──────── Task data ────────
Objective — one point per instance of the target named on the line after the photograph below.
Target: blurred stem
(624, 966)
────────
──────── Task data ────────
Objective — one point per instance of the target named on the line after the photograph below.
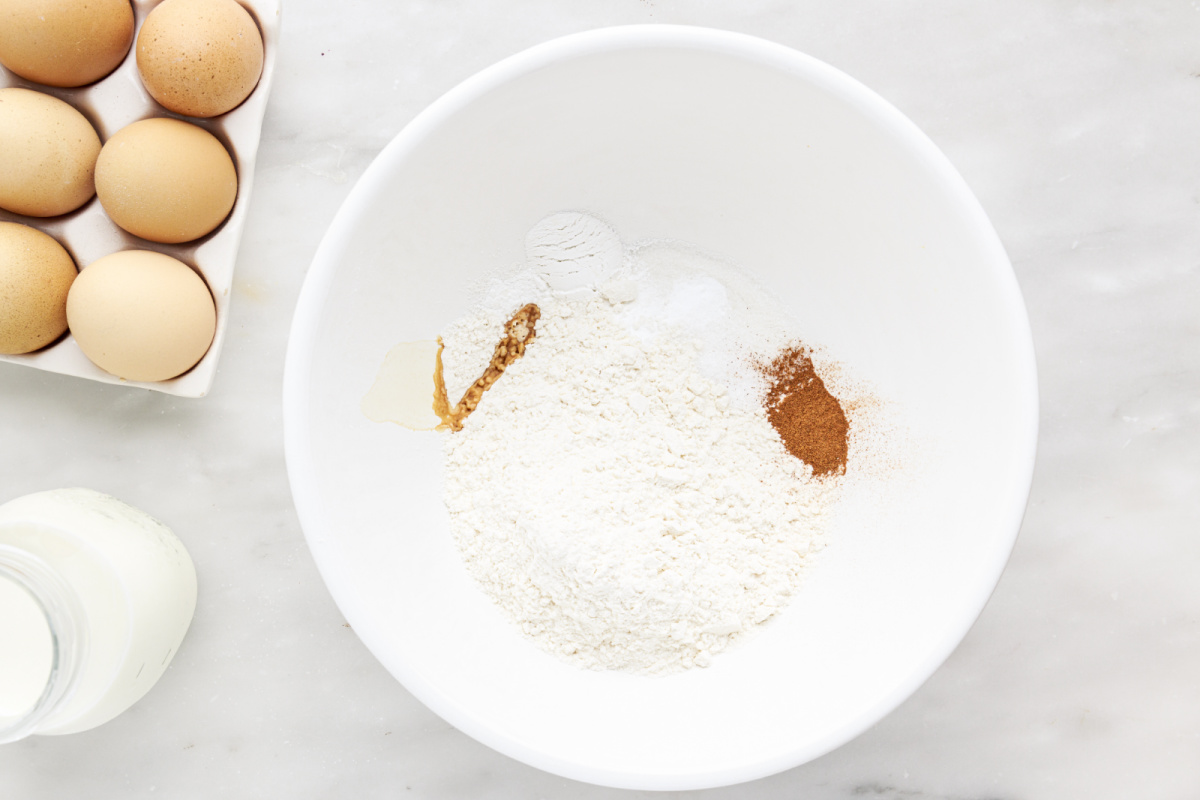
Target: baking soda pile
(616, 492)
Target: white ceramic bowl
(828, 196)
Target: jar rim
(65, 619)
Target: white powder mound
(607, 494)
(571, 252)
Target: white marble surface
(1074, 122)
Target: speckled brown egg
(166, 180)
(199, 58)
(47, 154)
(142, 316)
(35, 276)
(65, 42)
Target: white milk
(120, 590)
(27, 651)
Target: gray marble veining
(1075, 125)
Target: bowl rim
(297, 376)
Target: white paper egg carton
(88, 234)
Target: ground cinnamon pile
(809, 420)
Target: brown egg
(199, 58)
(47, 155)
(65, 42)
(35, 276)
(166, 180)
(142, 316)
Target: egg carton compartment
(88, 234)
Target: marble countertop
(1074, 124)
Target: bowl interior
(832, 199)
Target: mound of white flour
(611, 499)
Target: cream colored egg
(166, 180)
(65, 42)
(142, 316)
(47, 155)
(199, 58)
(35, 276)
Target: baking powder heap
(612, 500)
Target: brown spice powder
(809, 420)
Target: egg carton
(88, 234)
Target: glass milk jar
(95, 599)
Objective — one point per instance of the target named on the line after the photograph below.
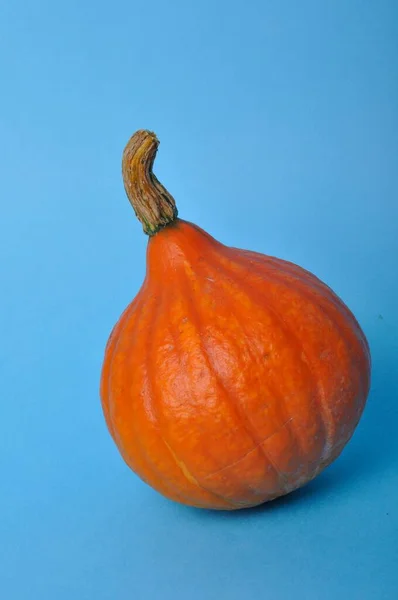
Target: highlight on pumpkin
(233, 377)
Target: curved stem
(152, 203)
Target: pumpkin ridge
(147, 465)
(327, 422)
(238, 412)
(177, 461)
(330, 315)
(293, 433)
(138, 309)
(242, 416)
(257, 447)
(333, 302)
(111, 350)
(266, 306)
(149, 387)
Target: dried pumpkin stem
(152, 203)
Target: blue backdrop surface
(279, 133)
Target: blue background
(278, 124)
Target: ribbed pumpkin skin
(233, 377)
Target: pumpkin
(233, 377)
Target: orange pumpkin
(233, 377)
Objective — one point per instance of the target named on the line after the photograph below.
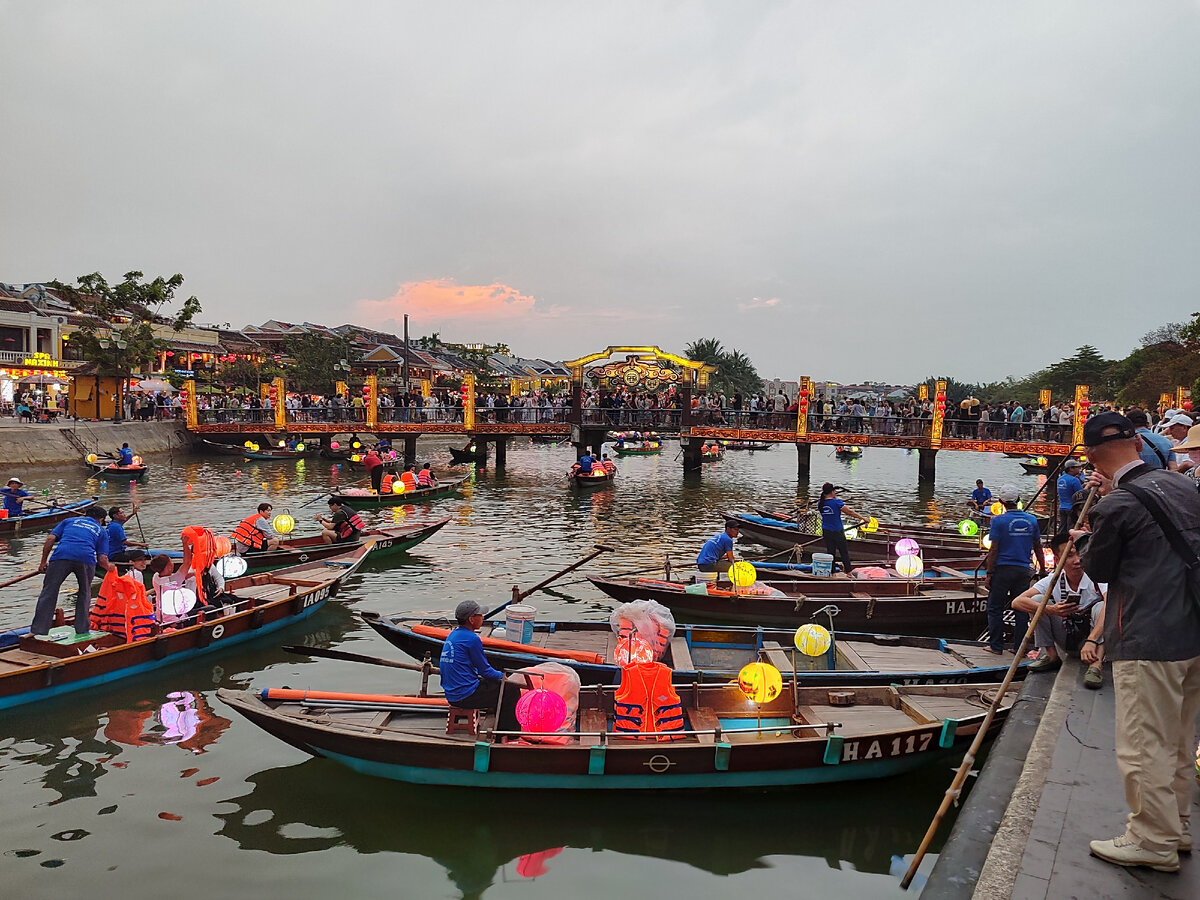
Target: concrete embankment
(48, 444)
────────
──────── Task data ────────
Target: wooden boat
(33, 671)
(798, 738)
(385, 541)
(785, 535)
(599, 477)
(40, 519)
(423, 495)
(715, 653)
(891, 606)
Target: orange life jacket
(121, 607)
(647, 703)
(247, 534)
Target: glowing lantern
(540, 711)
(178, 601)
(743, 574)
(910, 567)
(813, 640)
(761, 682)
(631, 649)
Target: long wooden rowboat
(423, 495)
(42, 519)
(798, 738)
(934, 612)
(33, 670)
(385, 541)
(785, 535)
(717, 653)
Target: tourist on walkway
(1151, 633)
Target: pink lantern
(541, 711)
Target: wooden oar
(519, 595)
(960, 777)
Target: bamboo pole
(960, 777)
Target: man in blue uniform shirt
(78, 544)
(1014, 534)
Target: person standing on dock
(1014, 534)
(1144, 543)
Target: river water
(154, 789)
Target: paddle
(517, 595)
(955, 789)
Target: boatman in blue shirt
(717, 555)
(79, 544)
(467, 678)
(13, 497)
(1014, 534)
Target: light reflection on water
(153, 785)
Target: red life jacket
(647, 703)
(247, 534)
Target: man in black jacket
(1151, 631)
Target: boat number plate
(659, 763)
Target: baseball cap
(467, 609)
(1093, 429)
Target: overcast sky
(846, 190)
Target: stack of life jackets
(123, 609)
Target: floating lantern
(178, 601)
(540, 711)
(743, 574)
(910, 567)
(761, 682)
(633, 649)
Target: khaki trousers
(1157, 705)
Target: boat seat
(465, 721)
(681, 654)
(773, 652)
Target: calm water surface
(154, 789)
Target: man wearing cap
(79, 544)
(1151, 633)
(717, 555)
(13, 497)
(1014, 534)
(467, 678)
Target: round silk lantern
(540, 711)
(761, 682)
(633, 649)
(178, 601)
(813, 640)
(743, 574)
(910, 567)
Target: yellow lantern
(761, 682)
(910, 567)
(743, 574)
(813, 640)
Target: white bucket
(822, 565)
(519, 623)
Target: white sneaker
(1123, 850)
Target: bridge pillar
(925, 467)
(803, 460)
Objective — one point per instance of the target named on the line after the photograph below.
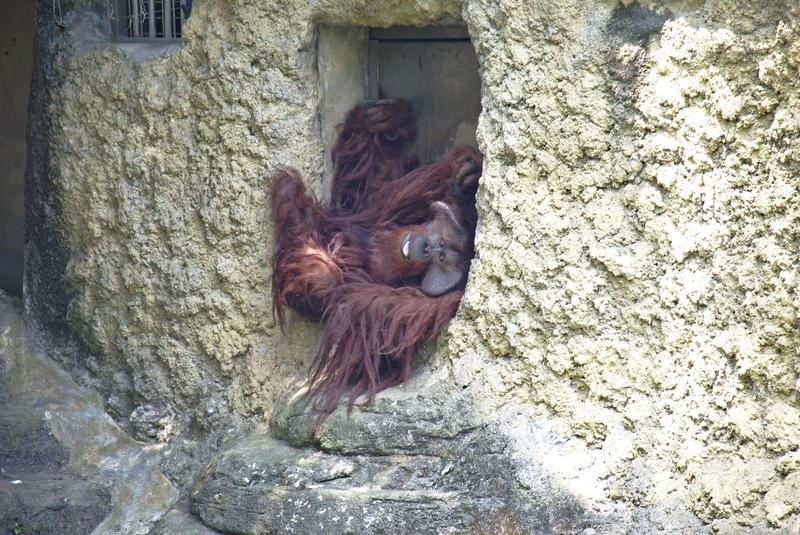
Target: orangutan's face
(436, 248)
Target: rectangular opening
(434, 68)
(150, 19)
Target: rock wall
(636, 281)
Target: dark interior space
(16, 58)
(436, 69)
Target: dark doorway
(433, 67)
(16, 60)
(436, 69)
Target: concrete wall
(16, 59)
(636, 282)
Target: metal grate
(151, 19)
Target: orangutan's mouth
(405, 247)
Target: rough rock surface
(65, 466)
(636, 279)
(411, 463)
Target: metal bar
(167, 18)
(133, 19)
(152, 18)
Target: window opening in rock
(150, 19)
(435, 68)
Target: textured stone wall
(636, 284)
────────
Please count how many lines of the data above contain the word "rock", and reply with that number alone.

3